## BEREITGESTELLTER TEXT
○ ○ ○ ○ ○

Wieviel Zeug steht bei dir zu Hause herum? Wieviele Mitgliedschaften hast du, die du nicht nutzt? Wieviele Zeitschriften? Wieviele elektrische und elektronische „Helfer“? Und hat alles seinen Stellplatz?
Im Laufe eines Lebens, ach was sage ich, eines Jahres häuft sich so einiges an. Egal, ob du eine Wohnung oder ein Haus hast – Es wird alles immer voller, wenn du nicht aktiv etwas dagegen unternimmst. Eine voller werdende Wohnung ist das eine, ein abnehmender Kontostand das andere.
Wann hast du dich mit deinem Partner zum letzten Mal über irgend eine anstehende Anschaffung in die Wolle gekriegt? Und wann habt ihr das letzte Mal über irgend einen Gegenstand in der Wohnung diskutiert, der scheinbar nirgendwo richtig Platz hat?
Wir kaufen Dinge, weil wir es können. Versteh mich bitte richtig – natürlich ist das ein Luxusproblem und es gibt all zu viele Menschen, die sich eben nicht einfach etwas kaufen können. Und dazwischen allerlei Schattierungen von Menschen, die permanent über Geldmangel klagen, sich aber ständig neues Zeug kaufen.
Bei uns zu Hause gibt es einen ganz einfache und doch sehr erhellende Frage, wenn meine Frau oder ich etwas kaufen möchten, was über den täglichen Bedarf hinaus geht:
„Können Sie einen Stellplatz dafür nachweisen?“
„Können Sie einen Stellplatz dafür nachweisen?“
Dies twittern
Die Frage stammt aus dem Haus- bzw. Wohnungsbau. In den meisten Städten und Gemeinden muss für einen Neubau auch ein PKW-Stellplatz geplant werden, und diese Planung ist nachzuweisen. Das ist auch gut so, denn sonst steht die ganze Siedlung wild zugeparkt da. Weil zu wenig Stellplätze vorhanden sind, oder andersherum betrachtet zu viele Autos. Das erste Mal im Blog darüber lesen konntest du vor einigen Wochen.
Das Konzept jedoch ist bestechend einfach und unglaublich wirksam: Wer etwas kaufen will, muss auch sagen können, wo die Anschaffung ihren Platz finden soll. Denn selbst wenn ich mir etwas leisten kann – liegt es danach immer im Weg herum, wird langfristig nicht wirklich Freude daran aufkommen. Muss ich etwas permanent auf die Seite räumen, dann wird auch ein nützlicher Gegenstand zur Last.

○ ○ ○ ○ ○

## GESTELLTE AUFGABE A
Prüfe anhand des Textes über Anschaffungen, ob die Aussagen (i), (ii) und (iii) zutreffen. Beantworte jede mit Ja oder Nein und zitiere die entscheidenden Worte wörtlich.
(i) Die Frage nach dem Stellplatz stammt aus dem Haus- bzw. Wohnungsbau.
(ii) In den meisten Städten und Gemeinden muss für einen Neubau ein Fahrradstellplatz geplant werden.
(iii) Die Frage wird gestellt, wenn etwas gekauft werden soll, das über den täglichen Bedarf hinausgeht.

Einträge aus einem Datensatz
○ ○ ○ ○ ○

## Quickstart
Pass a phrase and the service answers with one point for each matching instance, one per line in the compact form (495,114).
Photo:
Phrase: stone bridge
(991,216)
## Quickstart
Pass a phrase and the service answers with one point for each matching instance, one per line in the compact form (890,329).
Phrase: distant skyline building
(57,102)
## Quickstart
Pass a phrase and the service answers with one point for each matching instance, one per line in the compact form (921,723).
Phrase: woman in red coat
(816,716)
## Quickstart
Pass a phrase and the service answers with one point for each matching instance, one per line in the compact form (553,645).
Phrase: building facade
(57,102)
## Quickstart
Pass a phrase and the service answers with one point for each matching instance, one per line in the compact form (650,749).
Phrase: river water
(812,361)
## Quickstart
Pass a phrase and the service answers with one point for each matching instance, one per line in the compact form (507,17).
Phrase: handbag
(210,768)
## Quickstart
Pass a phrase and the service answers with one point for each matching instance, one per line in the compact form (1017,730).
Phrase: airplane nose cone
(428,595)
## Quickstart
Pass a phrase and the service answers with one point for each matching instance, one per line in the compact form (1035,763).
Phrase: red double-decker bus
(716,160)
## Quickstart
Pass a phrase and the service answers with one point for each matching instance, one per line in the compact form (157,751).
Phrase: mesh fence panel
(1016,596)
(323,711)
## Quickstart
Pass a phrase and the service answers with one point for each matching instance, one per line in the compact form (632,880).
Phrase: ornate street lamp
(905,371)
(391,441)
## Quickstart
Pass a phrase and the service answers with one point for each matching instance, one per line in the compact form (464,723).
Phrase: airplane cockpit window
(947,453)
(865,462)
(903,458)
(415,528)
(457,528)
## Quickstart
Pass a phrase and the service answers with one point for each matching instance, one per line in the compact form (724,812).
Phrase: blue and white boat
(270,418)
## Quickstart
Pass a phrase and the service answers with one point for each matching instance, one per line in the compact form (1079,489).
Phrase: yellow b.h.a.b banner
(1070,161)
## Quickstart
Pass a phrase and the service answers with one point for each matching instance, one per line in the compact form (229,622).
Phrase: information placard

○ ○ ○ ○ ○

## GESTELLTE AUFGABE B
Suche in den Einträgen jede Zeile, in der das Wort „airplane“ vorkommt, und gib diese Zeilen vollständig wieder.

## LÖSUNG DER AUFGABE A
(i) Ja: „Die Frage stammt aus dem Haus- bzw. Wohnungsbau.“
(ii) Nein: „muss für einen Neubau auch ein PKW-Stellplatz geplant werden“
(iii) Ja: „wenn meine Frau oder ich etwas kaufen möchten, was über den täglichen Bedarf hinaus geht“

## LÖSUNG DER AUFGABE B
Phrase: airplane nose cone
Phrase: airplane cockpit window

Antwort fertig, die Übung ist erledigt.